PROVIDED MATERIAL>
=====

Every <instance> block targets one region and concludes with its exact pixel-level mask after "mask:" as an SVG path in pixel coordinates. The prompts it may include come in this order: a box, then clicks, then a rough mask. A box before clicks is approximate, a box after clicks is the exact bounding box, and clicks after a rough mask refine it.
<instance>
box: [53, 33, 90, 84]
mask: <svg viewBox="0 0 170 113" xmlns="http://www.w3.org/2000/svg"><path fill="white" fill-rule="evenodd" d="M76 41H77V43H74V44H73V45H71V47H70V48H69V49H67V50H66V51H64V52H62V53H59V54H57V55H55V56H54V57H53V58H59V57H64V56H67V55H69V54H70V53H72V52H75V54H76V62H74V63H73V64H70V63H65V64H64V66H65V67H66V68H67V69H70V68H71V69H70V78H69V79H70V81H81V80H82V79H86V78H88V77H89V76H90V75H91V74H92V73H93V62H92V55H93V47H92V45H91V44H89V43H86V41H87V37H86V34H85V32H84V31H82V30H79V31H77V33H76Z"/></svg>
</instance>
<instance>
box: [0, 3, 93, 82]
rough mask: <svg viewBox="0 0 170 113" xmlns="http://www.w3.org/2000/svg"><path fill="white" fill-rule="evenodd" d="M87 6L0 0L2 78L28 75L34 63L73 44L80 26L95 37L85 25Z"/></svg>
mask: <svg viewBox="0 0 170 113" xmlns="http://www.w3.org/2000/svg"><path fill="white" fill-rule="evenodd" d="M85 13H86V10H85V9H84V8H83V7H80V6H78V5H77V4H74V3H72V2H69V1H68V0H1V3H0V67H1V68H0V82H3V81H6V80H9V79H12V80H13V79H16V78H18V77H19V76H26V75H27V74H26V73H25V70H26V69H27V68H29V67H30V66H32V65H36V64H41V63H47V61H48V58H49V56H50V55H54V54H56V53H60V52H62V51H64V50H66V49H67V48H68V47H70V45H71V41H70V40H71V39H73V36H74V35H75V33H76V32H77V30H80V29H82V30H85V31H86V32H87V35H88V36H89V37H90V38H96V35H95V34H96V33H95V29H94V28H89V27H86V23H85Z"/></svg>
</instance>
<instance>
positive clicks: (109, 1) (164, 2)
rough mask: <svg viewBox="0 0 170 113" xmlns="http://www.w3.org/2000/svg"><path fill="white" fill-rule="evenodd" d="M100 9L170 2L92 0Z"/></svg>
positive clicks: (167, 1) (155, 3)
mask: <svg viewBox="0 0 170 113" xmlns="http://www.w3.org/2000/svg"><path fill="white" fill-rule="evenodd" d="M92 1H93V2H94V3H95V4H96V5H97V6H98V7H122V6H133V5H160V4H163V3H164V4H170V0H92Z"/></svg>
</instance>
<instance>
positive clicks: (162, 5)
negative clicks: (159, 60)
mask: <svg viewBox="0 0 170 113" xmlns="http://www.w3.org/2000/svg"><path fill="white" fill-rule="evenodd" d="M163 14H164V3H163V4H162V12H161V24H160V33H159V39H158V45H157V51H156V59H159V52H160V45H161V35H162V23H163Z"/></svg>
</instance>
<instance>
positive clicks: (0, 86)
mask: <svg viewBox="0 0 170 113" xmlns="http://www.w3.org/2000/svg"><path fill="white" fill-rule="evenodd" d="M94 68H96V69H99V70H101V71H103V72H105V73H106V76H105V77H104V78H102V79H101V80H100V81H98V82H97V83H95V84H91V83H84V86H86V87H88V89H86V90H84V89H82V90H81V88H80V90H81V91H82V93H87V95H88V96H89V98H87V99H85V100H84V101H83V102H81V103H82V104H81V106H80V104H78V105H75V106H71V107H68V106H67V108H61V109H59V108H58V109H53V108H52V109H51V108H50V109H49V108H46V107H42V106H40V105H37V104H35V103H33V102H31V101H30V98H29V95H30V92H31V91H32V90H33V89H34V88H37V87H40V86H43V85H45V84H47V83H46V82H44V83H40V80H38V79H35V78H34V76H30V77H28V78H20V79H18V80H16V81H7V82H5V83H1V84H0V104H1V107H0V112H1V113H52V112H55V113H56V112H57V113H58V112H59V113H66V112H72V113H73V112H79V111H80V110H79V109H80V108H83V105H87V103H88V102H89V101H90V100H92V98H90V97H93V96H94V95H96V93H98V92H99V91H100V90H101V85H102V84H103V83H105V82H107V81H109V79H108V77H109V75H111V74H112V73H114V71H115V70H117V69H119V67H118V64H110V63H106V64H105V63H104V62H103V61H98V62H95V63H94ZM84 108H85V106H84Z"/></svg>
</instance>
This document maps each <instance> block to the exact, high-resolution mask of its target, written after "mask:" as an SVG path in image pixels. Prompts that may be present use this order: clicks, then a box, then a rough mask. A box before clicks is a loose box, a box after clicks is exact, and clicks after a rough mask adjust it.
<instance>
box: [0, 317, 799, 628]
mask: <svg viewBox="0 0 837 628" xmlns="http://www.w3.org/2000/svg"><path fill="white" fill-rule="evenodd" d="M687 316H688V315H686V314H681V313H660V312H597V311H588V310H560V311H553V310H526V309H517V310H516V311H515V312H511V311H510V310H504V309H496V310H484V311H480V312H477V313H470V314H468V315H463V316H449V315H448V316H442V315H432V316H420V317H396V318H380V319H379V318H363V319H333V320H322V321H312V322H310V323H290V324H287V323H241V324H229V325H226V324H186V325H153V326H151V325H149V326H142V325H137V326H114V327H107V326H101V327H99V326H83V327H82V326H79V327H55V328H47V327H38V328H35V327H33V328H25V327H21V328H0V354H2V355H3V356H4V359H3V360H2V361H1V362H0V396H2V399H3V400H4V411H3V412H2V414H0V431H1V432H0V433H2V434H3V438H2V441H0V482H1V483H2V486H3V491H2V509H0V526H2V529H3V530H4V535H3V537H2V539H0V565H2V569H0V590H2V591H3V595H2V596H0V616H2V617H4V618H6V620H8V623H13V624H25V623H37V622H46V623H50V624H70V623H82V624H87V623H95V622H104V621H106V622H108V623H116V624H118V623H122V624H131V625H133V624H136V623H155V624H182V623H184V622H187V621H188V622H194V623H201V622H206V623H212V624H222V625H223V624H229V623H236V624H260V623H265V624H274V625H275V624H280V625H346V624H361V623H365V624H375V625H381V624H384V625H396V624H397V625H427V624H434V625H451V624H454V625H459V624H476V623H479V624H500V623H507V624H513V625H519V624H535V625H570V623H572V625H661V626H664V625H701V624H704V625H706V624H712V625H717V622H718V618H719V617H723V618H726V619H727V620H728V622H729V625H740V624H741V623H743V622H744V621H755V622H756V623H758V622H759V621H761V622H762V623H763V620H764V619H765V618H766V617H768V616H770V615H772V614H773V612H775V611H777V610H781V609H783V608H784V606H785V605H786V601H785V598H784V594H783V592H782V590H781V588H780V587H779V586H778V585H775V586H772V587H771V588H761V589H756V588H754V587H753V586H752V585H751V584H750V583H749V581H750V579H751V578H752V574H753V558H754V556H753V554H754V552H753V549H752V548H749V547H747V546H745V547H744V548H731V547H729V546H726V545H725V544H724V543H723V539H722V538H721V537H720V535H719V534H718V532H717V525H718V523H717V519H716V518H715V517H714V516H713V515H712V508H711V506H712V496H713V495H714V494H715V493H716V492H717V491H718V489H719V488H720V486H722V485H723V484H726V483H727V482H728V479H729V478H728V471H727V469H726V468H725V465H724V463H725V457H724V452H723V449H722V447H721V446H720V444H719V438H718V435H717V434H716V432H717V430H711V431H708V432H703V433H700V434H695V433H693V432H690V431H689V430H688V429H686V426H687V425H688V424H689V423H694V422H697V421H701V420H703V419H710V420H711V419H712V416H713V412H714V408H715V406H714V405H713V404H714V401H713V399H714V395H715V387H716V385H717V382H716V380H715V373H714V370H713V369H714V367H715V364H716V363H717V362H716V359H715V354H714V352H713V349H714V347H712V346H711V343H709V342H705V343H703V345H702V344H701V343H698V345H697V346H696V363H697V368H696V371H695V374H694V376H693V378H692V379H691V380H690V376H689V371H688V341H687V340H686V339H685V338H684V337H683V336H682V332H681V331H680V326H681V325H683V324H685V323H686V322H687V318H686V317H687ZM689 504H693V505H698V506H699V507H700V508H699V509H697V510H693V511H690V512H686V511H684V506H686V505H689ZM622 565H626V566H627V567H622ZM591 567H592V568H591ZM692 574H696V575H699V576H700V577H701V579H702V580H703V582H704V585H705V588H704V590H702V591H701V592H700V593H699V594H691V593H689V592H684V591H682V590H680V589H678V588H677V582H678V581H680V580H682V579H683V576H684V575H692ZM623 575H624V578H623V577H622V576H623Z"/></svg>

=====

YOUR ASSIGNMENT> Restate, word for word and with nothing added, the lines from the beginning of the records above through the line that contains "box: [0, 3, 93, 82]".

WRITTEN REPLY>
Every <instance> block targets one region and concludes with its exact pixel-level mask after "mask:" as an SVG path in pixel coordinates. The prompts it may include come in this order: a box, then clicks, then a rough mask. A box before clicks is approximate, a box after clicks is the exact bounding box, and clicks after a rough mask refine it.
<instance>
box: [53, 33, 90, 84]
mask: <svg viewBox="0 0 170 113" xmlns="http://www.w3.org/2000/svg"><path fill="white" fill-rule="evenodd" d="M76 41H77V43H74V44H73V45H71V47H70V48H69V49H67V50H66V51H64V52H62V53H59V54H57V55H55V56H54V57H53V58H59V57H64V56H67V55H69V54H70V53H72V52H75V54H76V62H74V63H73V64H70V63H65V64H64V66H65V67H66V68H67V69H70V68H71V69H70V78H69V79H70V81H81V80H82V79H86V78H88V77H89V76H90V75H91V74H92V73H93V62H92V55H93V47H92V45H91V44H89V43H86V41H87V37H86V34H85V32H84V31H82V30H79V31H77V33H76Z"/></svg>
</instance>
<instance>
box: [0, 3, 93, 82]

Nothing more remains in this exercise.